_Problem A_
In the passage on Darwin's theory, rewrite the text starting at "We are most" and ending at "a flying animal.", changing "wings" to "fins".
_Problem B_
Translate this sentence from the passage on Darwin's theory into Spanish: "Much has been said of late as to the inadequacy of natural selection."

Top of Excerpt to read

It may not be out of place to remind the reader that the illustrations cited are introduced merely to elucidate Darwin's theory and the writer is not committed to accepting them as explanations of the phenomena involved. He is not unmindful of the force of the criticisms against the adequacy of natural selection to explain the evolution of all kinds of organic structures.
Many other instances of the action of color might be added, such as the wearing of warning colors, those colors which belong to butterflies, grubs, and other animals that have a noxious taste. These warning colors have taught birds to leave alone the forms possessing those colors. Sometimes forms which do not possess a disagreeable taste secure protection by mimicking the colors of the noxious varieties.
Sexual Selection.—There is an entirely different set of cases which at first sight would seem difficult to explain on the principle of selection. How, for instance, could we explain the feathers in the tails of the birds of paradise, or that peculiar arrangement of feathers in the tail of the lyre-bird, or the gorgeous display of tail-feathers of the male peacock? Here Mr. Darwin seized upon a selective principle arising from the influence of mating. The male birds in becoming suitors for a particular female have been accustomed to display their tail-feathers; the one with the most attractive display excites the pairing instinct in the highest degree, and becomes the selected suitor. In this way, through the operation of a form of selection which Darwin designates sexual selection, possibly such curious adaptations as the peacock's tail may be accounted for.
It should be pointed out that this part of the theory is almost wholly discredited by biologists. Experimental evidence is against it. Nevertheless in a descriptive account of Darwin's theory it may be allowed to stand without critical comment.
Inadequacy of Natural Selection.—In nature, under the struggle for existence, the fittest will be preserved; and natural selection will operate toward the elaboration or the suppression of certain organs or certain characteristics when the elaboration or the suppression is of advantage to the animal form. Much has been said of late as to the inadequacy of natural selection. Herbert Spencer and Huxley, both accepting natural selection as one of the factors, doubted its complete adequacy.
One point is often overlooked, and should be brought out with clearness; viz., that Darwin himself was the first to point out clearly the inadequacy of natural selection as a universal law for the production of the great variety of animals and plants. In the second edition of the Origin of Species he says: "But, as my conclusions have lately been much misrepresented, and it has been stated that I attribute the modification of species exclusively to natural selection, I may be permitted to remark that in the first edition of this work and subsequently I placed in a most conspicuous position,—namely, at the close of the introduction—the following words: 'I am convinced that natural selection has been the main, but not the exclusive means of modification.' This has been of no avail. Great is the power of steady misrepresentation. But the history of science shows that fortunately this power does not long endure."
The reaction against the all-sufficiency of natural selection, therefore, is something which was anticipated by Darwin, and the quotation made above will be a novelty to many of our readers who supposed that they understood Darwin's position.
Confusion between Lamarck's and Darwin's Theories.—Besides the failure to understand what Darwin has written, there is great confusion, both in pictures and in writings, in reference to the theories of Darwin and Lamarck. Poulton illustrated a state of confusion in one of his lectures on the theory of organic evolution, and the following instances are quoted from memory.
We are most of us familiar with such pictures as the following: A man standing and waving his arms; in the next picture these arms and hands become enlarged, and in the successive pictures they undergo transformations into wings, and the transference is made into a flying animal.
Such pictures are designated "The origin of flight after Darwin." The interesting circumstance is this, that the illustration does not apply to Darwin's idea of natural selection at all, but is pure Lamarckism. Lamarck contended for the production of new organs through the influence of use and disuse, and this particular illustration refers to that, and not to natural selection at all.

Bottom of Excerpt to read
Top of Data extract

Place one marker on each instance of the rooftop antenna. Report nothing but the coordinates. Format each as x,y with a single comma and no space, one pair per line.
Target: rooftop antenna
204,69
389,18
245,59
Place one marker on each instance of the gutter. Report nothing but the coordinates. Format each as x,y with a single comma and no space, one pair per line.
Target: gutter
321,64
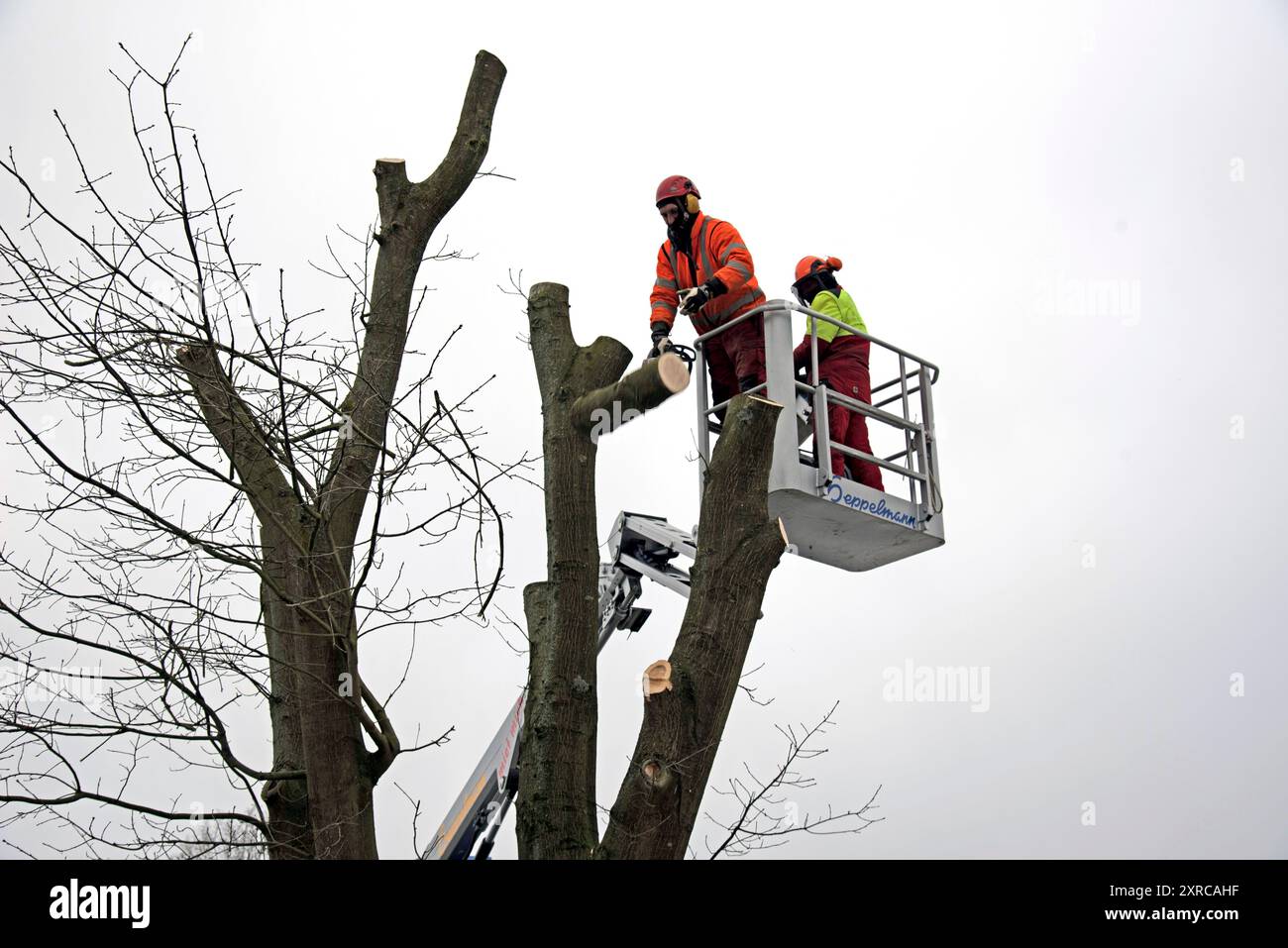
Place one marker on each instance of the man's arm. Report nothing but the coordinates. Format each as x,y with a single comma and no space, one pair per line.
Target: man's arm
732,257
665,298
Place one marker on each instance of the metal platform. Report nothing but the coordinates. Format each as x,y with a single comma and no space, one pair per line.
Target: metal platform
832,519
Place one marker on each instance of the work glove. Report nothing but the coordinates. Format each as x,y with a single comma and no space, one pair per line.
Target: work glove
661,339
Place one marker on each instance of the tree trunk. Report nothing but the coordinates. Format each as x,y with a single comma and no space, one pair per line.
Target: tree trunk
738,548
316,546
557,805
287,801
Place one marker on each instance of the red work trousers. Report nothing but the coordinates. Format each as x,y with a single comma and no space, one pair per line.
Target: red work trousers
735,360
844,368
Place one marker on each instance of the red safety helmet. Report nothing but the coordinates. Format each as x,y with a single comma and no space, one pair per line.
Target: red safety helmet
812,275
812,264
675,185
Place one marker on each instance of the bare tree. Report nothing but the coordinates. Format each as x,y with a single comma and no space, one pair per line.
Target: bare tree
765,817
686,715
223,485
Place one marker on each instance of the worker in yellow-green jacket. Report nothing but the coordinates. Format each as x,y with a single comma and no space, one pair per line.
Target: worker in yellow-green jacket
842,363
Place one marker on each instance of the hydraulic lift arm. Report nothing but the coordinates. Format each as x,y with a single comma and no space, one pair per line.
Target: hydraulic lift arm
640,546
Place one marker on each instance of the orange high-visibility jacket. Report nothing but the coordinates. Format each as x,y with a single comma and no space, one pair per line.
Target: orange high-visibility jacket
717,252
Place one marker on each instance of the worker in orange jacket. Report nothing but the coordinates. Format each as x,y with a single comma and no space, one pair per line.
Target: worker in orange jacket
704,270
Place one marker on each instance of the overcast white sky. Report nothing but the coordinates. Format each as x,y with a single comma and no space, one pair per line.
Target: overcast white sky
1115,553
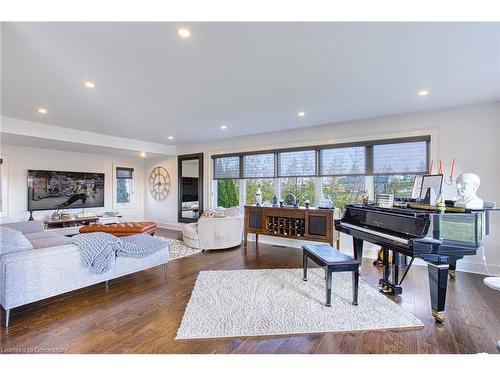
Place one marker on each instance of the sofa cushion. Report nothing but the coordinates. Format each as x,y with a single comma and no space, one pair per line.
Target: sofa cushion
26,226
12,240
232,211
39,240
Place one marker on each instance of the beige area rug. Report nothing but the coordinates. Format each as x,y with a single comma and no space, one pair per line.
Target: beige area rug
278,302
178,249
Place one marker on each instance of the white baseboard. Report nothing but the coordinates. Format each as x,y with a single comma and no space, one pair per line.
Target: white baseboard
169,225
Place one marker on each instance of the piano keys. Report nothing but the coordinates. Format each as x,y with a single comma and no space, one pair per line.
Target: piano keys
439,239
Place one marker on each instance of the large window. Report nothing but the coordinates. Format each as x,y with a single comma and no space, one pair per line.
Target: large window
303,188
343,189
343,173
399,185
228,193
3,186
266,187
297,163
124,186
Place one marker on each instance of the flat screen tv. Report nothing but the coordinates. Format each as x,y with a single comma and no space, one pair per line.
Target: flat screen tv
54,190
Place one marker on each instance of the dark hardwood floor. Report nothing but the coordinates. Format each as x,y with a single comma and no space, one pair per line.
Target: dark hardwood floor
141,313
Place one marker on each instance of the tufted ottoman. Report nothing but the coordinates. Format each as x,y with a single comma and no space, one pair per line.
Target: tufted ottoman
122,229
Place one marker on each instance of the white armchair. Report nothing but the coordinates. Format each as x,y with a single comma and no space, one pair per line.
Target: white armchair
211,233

Bottom of Data extract

_Reply A_
We are most of us familiar with such pictures as the following: A man standing and waving his arms; in the next picture these arms and hands become enlarged, and in the successive pictures they undergo transformations into fins, and the transference is made into a flying animal.

_Reply B_
Mucho se ha dicho últimamente acerca de la insuficiencia de la selección natural.